- **Written task**: Quote every line of the material beneath this one.

Object pointing dataset rows
####################

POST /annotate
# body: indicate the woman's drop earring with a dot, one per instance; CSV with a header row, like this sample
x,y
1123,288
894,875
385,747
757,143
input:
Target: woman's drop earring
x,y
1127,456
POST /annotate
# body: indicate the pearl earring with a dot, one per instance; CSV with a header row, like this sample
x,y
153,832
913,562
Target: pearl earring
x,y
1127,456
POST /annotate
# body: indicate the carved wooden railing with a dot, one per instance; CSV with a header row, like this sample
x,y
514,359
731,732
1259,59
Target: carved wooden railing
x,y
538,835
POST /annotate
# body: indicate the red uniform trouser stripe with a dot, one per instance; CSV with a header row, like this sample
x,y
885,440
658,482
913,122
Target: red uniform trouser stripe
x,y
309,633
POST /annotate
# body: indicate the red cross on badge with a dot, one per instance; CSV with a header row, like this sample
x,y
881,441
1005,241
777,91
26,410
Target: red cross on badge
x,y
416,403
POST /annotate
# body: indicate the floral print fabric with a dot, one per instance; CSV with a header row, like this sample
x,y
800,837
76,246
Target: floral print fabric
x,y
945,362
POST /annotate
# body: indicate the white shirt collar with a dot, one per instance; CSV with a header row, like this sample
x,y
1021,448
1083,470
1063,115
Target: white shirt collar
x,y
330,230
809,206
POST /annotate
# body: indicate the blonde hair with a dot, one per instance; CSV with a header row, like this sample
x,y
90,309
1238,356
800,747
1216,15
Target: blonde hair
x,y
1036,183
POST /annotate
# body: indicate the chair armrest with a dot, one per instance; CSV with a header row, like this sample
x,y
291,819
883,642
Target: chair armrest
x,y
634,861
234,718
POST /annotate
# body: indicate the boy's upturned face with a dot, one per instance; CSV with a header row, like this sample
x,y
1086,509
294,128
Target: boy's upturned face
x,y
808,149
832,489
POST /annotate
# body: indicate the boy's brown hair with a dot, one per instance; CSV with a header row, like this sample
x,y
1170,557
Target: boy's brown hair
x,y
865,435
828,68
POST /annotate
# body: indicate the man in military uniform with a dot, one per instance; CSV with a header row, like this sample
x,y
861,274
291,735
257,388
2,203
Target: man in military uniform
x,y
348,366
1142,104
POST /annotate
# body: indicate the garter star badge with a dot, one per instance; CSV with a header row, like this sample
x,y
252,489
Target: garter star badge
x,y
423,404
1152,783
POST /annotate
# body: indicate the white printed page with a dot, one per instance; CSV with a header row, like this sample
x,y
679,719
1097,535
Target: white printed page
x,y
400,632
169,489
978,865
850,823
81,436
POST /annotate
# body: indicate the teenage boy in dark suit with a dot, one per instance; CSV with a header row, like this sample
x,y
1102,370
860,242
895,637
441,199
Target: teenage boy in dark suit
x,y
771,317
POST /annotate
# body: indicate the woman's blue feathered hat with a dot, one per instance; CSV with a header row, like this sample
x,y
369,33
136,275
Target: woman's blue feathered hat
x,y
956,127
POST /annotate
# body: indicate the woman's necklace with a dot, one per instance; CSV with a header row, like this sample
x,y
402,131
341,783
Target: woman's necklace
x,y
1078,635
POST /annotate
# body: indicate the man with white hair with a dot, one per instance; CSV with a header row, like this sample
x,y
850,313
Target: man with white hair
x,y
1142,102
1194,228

####################

- **Written reply**:
POST /annotate
# body: indicate the woman's drop earring with a dot, one per instance; CSV with a header row, like this sample
x,y
1123,288
894,875
385,747
757,143
input:
Target: woman's drop earring
x,y
1127,456
POST /annotate
# body: indicate the pearl earring with a dot, one per instance; CSV with a header row, like this sample
x,y
153,832
913,562
Target: pearl earring
x,y
1127,456
POST /annotate
# body: indicate the carved wooden railing with a dot, one per instance; CSV with a header row, like this sample
x,y
514,359
731,732
1259,59
Target: carved wooden railing
x,y
538,835
POST /annotate
# body: indicate the red uniform trouser stripe with a dot, one per instance; CSV with a header row, like this sample
x,y
885,440
658,482
913,122
Target: red uniform trouser stripe
x,y
309,633
POST /annotate
# body: indicate the red cross on badge with a dot, one per instance; CSV with a header row, like this sample
x,y
881,441
1005,241
777,91
26,410
Target: red cross on badge
x,y
416,403
POST /annotate
# body: indicate the floral print fabric with a dot, one per instance; CSV with a header row, like this sample
x,y
800,837
76,246
Target: floral print fabric
x,y
945,362
POST /annotate
# body: indicate the white shirt collar with a dot, one per instance; CSV with a header row, like this sample
x,y
1021,448
1083,470
1063,115
Target: white shirt collar
x,y
330,230
809,206
POST /annotate
# body: indicate the blonde hair with a dot, one per instance; CSV with a header row, like this sample
x,y
90,309
1238,356
800,747
1216,15
Target: blonde hair
x,y
1036,183
POST /annotate
# body: indicate the chair armrest with a dot, one per instance; CSV with a header row, like this sample
x,y
291,819
883,642
Target: chair armrest
x,y
634,861
234,718
POST /annotate
# body: indicate the boy's upturned face with a dot, one per instance; CSV with a header row, like this sample
x,y
1086,509
294,128
Target: boy's upturned face
x,y
808,149
832,489
POST /annotate
# body: indicate the boy's brown hair with a dot, one per instance; CSV with a header row, like this sample
x,y
1170,557
Target: boy's brown hair
x,y
865,435
828,68
POST /annotate
# body: indicate the man in military uniform with a dot, one per instance; CSV with a header row, like this sample
x,y
861,274
291,735
257,388
2,203
Target: man in military uniform
x,y
348,366
1142,104
POST /annotate
# body: indicate the garter star badge with a dot, one per instance; CSV with a header row, like this sample
x,y
252,489
Target: garter star badge
x,y
423,404
1152,783
POST /annotate
# body: indicate the white printed page with a dot, one per instance; CSV with a header row, like this sample
x,y
679,719
1097,535
Target: white printed page
x,y
400,632
169,489
978,865
850,823
81,436
POST /annotate
# body: indicate the teenage boy in dark suit with a dot, one per instance; CSV with a header row, like this sample
x,y
1102,370
860,242
895,637
441,199
Target: teenage boy in dark suit
x,y
771,317
POST /annotate
# body: indicate the woman's blue feathered hat with a dot, one per instance; CSV with a header row, like this sample
x,y
369,33
136,275
Target: woman's blue feathered hat
x,y
956,127
POST /annotate
# body: indicate the woman's necklace with a dot, one per instance; CSV with a header row, like this sample
x,y
402,131
341,783
Target: woman's necklace
x,y
1078,635
POST /annotate
# body: indicate the man with white hair with a dot, one per instance; CSV with a header row, like this sample
x,y
850,313
Target: man with white hair
x,y
1142,102
1194,228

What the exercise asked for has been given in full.